■ Written tasks
1 – Write out the PostgreSQL partitioning article starting with "One of the features" and going on through "PostgreSQL with examples.", swapping "database" for "data store".
2 – Render the entries of the extracted data below as a Markdown table with the columns Row and Line. Start at the first line of the entries and go on through the line with "[512,385,712,467]", numbering each row and leaving out blank lines.

PostgreSQL Data Partitioning

Krzysztof Słomka
5 min readJan 17, 2023

--

Photo by Caspar Camille Rubin on Unsplash

One of the features that make PostgreSQL stand out is its built-in support for data partitioning. Data partitioning is a technique used to divide a large table into smaller, more manageable pieces called partitions. This can improve the performance, scalability, and maintainability of your database. In this post, we will explore how to partition data in PostgreSQL with examples.

In PostgreSQL, table partitioning is achieved by using the built-in table inheritance feature, where a table is split into multiple smaller tables called partitions. Each partition can have its indexes, constraints, and storage parameters.

One of the most common uses of partitioning in PostgreSQL is range partitioning. This method divides a large table into smaller, more manageable pieces based on a range of values. The most frequent use case for this type of partitioning is to partition a table of time-based data, such as a table of sales data or a table of log data, by a date or timestamp column.

CREATE TABLE sales_2022_Q1 (LIKE sales);
CREATE TABLE sales_2022_Q2 (LIKE sales);
...
ALTER TABLE sales ADD PARTITION sales_2022_Q1 CHECK (date >= '2022-01-01' AND date < '2022-04-01');
ALTER TABLE sales ADD PARTITION sales_2022_Q2 CHECK (date >= '2022-04-01' AND date < '2022-07-01');
...

Data extracted from a collection

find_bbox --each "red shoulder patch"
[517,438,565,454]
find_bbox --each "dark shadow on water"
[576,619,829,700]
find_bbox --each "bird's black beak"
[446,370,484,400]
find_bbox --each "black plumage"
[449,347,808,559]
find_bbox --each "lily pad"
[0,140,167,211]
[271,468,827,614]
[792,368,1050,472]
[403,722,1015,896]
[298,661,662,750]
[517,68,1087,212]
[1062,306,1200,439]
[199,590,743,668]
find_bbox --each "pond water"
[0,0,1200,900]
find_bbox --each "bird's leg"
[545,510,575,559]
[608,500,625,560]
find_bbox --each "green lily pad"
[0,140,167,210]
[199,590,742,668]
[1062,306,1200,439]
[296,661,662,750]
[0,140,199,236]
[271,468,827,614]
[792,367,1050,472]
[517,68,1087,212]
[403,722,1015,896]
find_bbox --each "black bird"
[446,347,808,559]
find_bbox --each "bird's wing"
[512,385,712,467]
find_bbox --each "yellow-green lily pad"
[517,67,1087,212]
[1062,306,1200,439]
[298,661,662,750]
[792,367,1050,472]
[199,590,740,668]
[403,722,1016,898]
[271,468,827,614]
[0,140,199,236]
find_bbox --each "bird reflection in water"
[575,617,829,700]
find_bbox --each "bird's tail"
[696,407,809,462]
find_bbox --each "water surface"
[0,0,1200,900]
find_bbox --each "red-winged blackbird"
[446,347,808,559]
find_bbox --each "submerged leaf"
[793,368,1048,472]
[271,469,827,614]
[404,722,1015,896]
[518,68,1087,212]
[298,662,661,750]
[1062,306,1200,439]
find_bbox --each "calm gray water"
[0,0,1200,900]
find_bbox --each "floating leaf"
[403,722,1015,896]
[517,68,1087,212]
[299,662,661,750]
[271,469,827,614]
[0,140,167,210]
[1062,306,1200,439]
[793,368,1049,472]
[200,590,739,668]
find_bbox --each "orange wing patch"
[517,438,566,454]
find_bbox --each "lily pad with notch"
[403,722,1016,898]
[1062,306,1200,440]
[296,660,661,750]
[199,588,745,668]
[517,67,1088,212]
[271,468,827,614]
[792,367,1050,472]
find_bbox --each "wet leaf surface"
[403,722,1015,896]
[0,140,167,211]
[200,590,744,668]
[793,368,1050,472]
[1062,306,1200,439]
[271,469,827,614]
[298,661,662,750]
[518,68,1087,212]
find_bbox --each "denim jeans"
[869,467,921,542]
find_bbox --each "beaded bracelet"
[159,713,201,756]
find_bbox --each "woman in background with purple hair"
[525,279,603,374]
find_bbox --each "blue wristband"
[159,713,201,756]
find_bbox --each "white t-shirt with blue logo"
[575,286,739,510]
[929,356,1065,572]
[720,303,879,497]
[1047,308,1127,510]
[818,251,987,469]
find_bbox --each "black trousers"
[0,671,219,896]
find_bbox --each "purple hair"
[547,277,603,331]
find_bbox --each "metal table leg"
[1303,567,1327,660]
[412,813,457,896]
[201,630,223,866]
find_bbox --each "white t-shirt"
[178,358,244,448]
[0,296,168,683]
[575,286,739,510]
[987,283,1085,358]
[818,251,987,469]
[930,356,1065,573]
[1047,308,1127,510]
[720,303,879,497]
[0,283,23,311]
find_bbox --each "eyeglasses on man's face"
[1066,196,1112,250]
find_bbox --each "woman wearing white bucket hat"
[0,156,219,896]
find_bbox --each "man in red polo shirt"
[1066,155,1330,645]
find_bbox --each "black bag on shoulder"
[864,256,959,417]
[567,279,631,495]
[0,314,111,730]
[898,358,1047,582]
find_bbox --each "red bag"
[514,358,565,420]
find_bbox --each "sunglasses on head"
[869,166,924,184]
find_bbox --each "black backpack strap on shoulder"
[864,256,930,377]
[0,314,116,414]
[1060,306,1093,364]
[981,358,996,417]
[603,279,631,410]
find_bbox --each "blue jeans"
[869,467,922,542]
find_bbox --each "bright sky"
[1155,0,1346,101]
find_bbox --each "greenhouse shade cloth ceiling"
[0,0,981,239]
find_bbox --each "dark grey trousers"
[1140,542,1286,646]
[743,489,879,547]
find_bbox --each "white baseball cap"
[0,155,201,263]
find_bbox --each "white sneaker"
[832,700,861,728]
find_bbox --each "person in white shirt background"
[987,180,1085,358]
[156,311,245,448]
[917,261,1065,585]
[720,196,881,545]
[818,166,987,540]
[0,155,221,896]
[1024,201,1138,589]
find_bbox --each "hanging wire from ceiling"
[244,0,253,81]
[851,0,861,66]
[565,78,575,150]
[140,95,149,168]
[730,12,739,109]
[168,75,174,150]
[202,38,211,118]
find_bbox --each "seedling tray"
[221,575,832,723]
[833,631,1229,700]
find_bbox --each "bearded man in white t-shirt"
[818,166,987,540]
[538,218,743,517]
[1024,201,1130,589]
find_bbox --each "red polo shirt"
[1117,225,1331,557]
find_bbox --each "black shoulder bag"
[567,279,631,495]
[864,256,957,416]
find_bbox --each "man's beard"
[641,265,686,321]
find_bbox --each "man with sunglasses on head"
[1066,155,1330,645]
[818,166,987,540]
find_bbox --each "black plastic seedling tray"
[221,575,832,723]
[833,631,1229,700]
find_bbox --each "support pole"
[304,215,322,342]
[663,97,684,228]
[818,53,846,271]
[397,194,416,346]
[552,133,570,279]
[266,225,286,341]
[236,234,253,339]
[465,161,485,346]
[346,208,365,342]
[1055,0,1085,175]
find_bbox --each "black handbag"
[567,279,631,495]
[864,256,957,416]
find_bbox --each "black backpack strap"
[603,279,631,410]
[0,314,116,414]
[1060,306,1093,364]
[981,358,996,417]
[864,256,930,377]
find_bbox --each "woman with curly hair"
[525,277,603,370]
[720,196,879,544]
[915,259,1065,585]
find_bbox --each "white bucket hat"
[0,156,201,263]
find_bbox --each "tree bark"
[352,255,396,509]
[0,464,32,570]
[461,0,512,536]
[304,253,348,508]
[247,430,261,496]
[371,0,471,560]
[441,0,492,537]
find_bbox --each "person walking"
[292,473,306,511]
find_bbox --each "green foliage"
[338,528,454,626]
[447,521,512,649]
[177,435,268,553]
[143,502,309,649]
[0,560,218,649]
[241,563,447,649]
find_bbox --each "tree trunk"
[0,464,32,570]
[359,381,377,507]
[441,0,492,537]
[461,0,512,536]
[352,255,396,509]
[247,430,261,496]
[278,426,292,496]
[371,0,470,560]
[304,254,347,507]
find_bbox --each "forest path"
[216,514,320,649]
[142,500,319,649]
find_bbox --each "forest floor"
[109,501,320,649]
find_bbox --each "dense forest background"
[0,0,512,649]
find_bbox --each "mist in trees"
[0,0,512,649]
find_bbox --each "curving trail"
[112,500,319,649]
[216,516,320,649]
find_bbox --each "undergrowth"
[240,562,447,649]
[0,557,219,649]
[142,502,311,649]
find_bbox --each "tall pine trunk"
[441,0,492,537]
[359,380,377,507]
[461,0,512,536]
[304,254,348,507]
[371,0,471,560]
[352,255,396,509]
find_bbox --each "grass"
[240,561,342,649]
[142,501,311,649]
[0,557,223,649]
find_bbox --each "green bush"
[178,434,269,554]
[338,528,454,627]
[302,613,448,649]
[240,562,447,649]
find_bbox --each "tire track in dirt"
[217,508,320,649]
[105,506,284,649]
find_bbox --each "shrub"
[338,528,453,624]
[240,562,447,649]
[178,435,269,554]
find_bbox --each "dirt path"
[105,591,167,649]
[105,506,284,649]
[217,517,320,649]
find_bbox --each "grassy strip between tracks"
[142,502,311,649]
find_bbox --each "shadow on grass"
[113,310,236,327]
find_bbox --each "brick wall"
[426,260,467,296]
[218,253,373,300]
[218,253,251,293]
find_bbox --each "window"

■ Full answers
1 –
One of the features that make PostgreSQL stand out is its built-in support for data partitioning. Data partitioning is a technique used to divide a large table into smaller, more manageable pieces called partitions. This can improve the performance, scalability, and maintainability of your data store. In this post, we will explore how to partition data in PostgreSQL with examples.

2 –
| Row | Line |
|---|---|
| 1 | find_bbox --each "red shoulder patch" |
| 2 | [517,438,565,454] |
| 3 | find_bbox --each "dark shadow on water" |
| 4 | [576,619,829,700] |
| 5 | find_bbox --each "bird's black beak" |
| 6 | [446,370,484,400] |
| 7 | find_bbox --each "black plumage" |
| 8 | [449,347,808,559] |
| 9 | find_bbox --each "lily pad" |
| 10 | [0,140,167,211] |
| 11 | [271,468,827,614] |
| 12 | [792,368,1050,472] |
| 13 | [403,722,1015,896] |
| 14 | [298,661,662,750] |
| 15 | [517,68,1087,212] |
| 16 | [1062,306,1200,439] |
| 17 | [199,590,743,668] |
| 18 | find_bbox --each "pond water" |
| 19 | [0,0,1200,900] |
| 20 | find_bbox --each "bird's leg" |
| 21 | [545,510,575,559] |
| 22 | [608,500,625,560] |
| 23 | find_bbox --each "green lily pad" |
| 24 | [0,140,167,210] |
| 25 | [199,590,742,668] |
| 26 | [1062,306,1200,439] |
| 27 | [296,661,662,750] |
| 28 | [0,140,199,236] |
| 29 | [271,468,827,614] |
| 30 | [792,367,1050,472] |
| 31 | [517,68,1087,212] |
| 32 | [403,722,1015,896] |
| 33 | find_bbox --each "black bird" |
| 34 | [446,347,808,559] |
| 35 | find_bbox --each "bird's wing" |
| 36 | [512,385,712,467] |